_EXERCISE REQUIREMENTS_. Copy the commentary below starting at "But no celebrations" and ending at "aide said Sunday.", renaming every "Afghanistan" as "Iraq".

Another student angrily challenged me: "You ask the class, just ask how many of us have our fathers living with us." When I did, not one hand went up.
COMMENT: Read the rest.
October 18, 2009 Permalink
GOOD-BYE GIFTS MAY BE IN ORDER - AT 7:56 P.M. ET: Fox News reports, with fine photographic portraits, on seven major Dems who are in electoral trouble for 2010. They are Harry Reid, Chris Dodd, John Murtha, David Obey, Barbara Boxer, and Blanche Lincoln.
Oh the tears, my sense of anguish.
Actually, Blanche Lincoln, the moderate senator from Arkansas (the story incorrectly says Nebraska), is pretty decent, and represents a wing of the Democratic party that we'd like to see strengthened. As for the others? Why do I think the country will survive without the wit and wisdom of Barbara Boxer, or the deep strategic sense of John Murtha?
But no celebrations yet, please. As the story says, it is tough to beat incumbents. And the Republic Party has developed a remarkable skill at snatching defeat from the jaws of victory.
Hard work ahead, but it's always encouraging to see the opposition a bit uneasy.
October 18, 2009 Permalink
COMPLETELY RECKLESS - AT 6:35 P.M. ET: The White House is out with a new party line on Afghanistan. It sounds to me like a dodge, the start of a possible excuse to do nothing, or at least nothing effective, which this president has shown is his great talent. From AP:
President Obama does not intend to decide about sending additional troops to Afghanistan until he is satisfied that the Kabul government can work effectively with the United States, a top White House aide said Sunday.
"It would be reckless to make a decision on U.S. troop levels if in fact you haven't done a thorough analysis of whether in fact there's an Afghan partner ready to fill that space that U.S. troops would create and become a true partner in governing," said Rahm Emanuel, the president's chief of staff.
Oh, come on. We know they have problems, but we have interests. This isn't student government. We may have to work to develop the Afghan government, but we can lose the whole effort at the same time...if we don't have enough boots on the ground.
Mr. Emanuel gave no timetable for a presidential decision in Afghanistan.
No sense of urgency. That's the message being sent to our enemies.
He said the White House plans to have additional strategy sessions this week and next, extending a review process that began after the top U.S. commander in Afghanistan, Gen. Stanley McChrystal, reported that more U.S. troops are required.

_PROVIDED INFORMATION_.
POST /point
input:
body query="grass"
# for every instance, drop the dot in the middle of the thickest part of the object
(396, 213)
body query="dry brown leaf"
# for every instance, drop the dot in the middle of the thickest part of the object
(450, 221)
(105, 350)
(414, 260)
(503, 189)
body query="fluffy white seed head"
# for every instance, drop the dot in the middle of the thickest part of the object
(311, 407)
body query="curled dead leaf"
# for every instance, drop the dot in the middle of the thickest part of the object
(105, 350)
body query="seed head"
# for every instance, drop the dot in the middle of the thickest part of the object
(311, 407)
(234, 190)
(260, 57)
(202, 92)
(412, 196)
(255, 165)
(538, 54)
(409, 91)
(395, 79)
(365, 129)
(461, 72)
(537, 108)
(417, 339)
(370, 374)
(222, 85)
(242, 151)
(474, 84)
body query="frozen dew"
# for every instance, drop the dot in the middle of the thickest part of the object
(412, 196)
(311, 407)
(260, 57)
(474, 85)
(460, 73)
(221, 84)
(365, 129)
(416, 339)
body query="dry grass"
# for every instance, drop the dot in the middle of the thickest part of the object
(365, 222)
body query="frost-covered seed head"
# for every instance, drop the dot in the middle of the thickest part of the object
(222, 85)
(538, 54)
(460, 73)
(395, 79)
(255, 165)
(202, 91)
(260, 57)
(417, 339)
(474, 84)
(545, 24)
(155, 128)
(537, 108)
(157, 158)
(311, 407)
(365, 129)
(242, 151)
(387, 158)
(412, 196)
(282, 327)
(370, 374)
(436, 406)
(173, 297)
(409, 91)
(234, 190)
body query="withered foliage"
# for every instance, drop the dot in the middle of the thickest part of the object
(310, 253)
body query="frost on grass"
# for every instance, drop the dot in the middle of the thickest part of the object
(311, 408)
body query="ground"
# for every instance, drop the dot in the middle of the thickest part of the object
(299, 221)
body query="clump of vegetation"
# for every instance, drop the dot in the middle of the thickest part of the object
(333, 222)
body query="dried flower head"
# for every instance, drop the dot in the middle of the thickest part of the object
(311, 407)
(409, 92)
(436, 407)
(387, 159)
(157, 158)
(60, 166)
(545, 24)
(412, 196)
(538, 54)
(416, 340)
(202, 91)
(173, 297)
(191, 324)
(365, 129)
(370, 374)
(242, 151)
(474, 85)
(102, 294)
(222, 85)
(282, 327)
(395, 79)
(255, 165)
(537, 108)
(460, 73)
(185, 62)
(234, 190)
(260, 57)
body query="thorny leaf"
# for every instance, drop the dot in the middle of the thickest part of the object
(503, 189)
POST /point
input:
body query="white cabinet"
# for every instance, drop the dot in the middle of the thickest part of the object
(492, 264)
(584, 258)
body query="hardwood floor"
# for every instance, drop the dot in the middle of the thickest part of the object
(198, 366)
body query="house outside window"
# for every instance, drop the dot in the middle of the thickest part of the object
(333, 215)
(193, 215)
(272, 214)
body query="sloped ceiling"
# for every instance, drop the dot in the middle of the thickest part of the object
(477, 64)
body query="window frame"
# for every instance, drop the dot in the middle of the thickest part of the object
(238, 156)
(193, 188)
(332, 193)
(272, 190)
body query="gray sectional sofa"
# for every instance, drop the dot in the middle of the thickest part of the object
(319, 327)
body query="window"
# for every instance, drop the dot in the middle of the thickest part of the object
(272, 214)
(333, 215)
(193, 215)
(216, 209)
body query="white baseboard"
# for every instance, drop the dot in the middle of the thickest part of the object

_TASK OUTPUT_.
But no celebrations yet, please. As the story says, it is tough to beat incumbents. And the Republic Party has developed a remarkable skill at snatching defeat from the jaws of victory.
Hard work ahead, but it's always encouraging to see the opposition a bit uneasy.
October 18, 2009 Permalink
COMPLETELY RECKLESS - AT 6:35 P.M. ET: The White House is out with a new party line on Iraq. It sounds to me like a dodge, the start of a possible excuse to do nothing, or at least nothing effective, which this president has shown is his great talent. From AP:
President Obama does not intend to decide about sending additional troops to Iraq until he is satisfied that the Kabul government can work effectively with the United States, a top White House aide said Sunday.